In vitro-in vivo correlations of human (S)-nicotine metabolism.

The profile of (S)-nicotine metabolism in human liver microsomes was examined at concentrations approaching in vivo conditions (10 microM). At such concentrations, no (S)-nicotine N-1'-oxygenation was seen, and thus C-oxidation to the (S)-nicotine delta 1',5'-iminium ion was the sole product observed in the metabolic profile in the presence of the human liver microsomes. For simplicity of analysis, the (S)-nicotine delta 1',5'-iminium ion formed was converted to (S)-cotinine in the presence of exogenously added aldehyde oxidase. To explain the lack of (S)-nicotine N-1'-oxygenation at low (S)-nicotine concentrations, inhibition of flavin-containing monooxygenase (FMO) activity by (S)-cotinine was examined. Although (S)-cotinine was observed to inhibit pig FMO1 (Ki = 675 microM), partially purified cDNA-expressed adult human liver FMO3 was not inhibited by (S)-cotinine. We therefore concluded that the kinetic properties of the nicotine N'- and C-oxidases were responsible for the metabolic product profile observed. Kinetic constants were determined for individual human liver microsomal preparations from low (10 microM) and high (500 microM) (S)-nicotine concentrations by monitoring (S)-cotinine formation with HPLC. The mean Kmapp and Vmax for formation of (S)-cotinine by the microsomes examined were 39.6 microM and 444.3 pmol.min-1.(mg protein)-1, respectively. The formation of (S)-cotinine was strongly dependent on the previous drug administration history of each subject, and among the highest rates for (S)-cotinine formation were those of the barbiturate-pretreated subjects. The rate of (S)-cotinine formation at low (10 microM) concentration correlated well with immunoreactivity for cytochrome P450 2A6 (r = 0.89). In vitro-in vivo correlation of the results suggests that the low amount of (S)-nicotine N-1'-oxygenation and the large amount of (S)-cotinine formed in human smokers (i.e. 4 and 30% of a typical dose, respectively) are determined primarily by the kinetic properties of the human monooxygenase enzyme systems. However, additional non-hepatic monooxygenase(s) contributes to (S)-nicotine metabolism.

SUPPLIED MATERIAL »
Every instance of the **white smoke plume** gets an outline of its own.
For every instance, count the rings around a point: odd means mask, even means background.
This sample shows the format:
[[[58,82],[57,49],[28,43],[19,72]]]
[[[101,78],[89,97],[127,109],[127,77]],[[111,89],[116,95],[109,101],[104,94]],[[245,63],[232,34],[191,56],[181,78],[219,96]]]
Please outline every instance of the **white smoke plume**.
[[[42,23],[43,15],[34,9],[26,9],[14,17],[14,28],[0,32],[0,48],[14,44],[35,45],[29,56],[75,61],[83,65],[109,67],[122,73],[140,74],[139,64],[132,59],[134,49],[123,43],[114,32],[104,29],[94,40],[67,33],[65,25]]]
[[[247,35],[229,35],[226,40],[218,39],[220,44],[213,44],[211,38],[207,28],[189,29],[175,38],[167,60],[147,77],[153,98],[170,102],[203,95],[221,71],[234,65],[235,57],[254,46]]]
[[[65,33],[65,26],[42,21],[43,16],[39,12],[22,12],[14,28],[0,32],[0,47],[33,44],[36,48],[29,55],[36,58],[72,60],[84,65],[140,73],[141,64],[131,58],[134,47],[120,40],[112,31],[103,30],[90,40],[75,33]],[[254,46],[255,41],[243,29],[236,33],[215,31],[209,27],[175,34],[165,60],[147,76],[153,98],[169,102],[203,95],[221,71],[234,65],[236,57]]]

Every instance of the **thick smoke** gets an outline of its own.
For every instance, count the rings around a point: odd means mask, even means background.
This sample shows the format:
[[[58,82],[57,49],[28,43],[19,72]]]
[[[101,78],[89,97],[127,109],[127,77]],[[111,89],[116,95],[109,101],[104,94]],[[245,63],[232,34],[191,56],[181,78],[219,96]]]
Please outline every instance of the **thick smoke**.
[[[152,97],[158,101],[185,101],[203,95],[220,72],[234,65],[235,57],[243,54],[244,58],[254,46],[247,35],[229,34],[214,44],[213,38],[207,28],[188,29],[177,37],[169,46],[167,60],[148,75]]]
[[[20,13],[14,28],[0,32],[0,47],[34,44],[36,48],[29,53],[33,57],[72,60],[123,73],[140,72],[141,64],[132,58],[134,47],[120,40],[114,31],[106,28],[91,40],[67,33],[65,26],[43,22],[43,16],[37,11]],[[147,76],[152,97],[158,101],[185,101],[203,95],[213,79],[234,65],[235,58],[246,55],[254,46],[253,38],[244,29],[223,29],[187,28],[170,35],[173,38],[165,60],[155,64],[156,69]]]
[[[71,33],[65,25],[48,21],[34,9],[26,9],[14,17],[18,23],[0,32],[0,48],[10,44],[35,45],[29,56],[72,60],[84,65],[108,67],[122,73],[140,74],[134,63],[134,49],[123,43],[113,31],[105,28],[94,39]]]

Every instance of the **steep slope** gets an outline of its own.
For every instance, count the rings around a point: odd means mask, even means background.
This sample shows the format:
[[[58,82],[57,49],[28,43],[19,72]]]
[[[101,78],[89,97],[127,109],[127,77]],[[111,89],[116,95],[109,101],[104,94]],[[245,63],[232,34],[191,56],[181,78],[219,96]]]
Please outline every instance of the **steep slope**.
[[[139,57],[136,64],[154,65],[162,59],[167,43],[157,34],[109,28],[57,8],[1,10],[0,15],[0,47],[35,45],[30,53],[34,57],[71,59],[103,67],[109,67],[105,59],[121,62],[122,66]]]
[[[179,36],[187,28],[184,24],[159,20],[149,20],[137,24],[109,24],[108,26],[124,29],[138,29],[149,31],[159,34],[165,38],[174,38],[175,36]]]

ASSIGNED TASK A »
List each distinct numerical value that the abstract on human (S)-nicotine metabolism gives in microM, with the quantity it describes.
ASSIGNED TASK B »
Answer these questions from the abstract on human (S)-nicotine metabolism.
(i) What was added to convert the (S)-nicotine delta 1',5'-iminium ion to (S)-cotinine?
(ii) Which subjects were among those with the highest rates of (S)-cotinine formation?
(iii) What share of a typical dose in human smokers goes to (S)-nicotine N-1'-oxygenation, and what share goes to (S)-cotinine?

OUTPUT A »
- 10 microM: the low (S)-nicotine concentration, approaching in vivo conditions
- 500 microM: the high (S)-nicotine concentration used to determine kinetic constants
- 675 microM: the Ki for inhibition of pig FMO1 by (S)-cotinine
- 39.6 microM: the mean Kmapp for (S)-cotinine formation by the microsomes examined

OUTPUT B »
(i) Exogenously added aldehyde oxidase.
(ii) The barbiturate-pretreated subjects.
(iii) 4% goes to N-1'-oxygenation, and 30% goes to (S)-cotinine.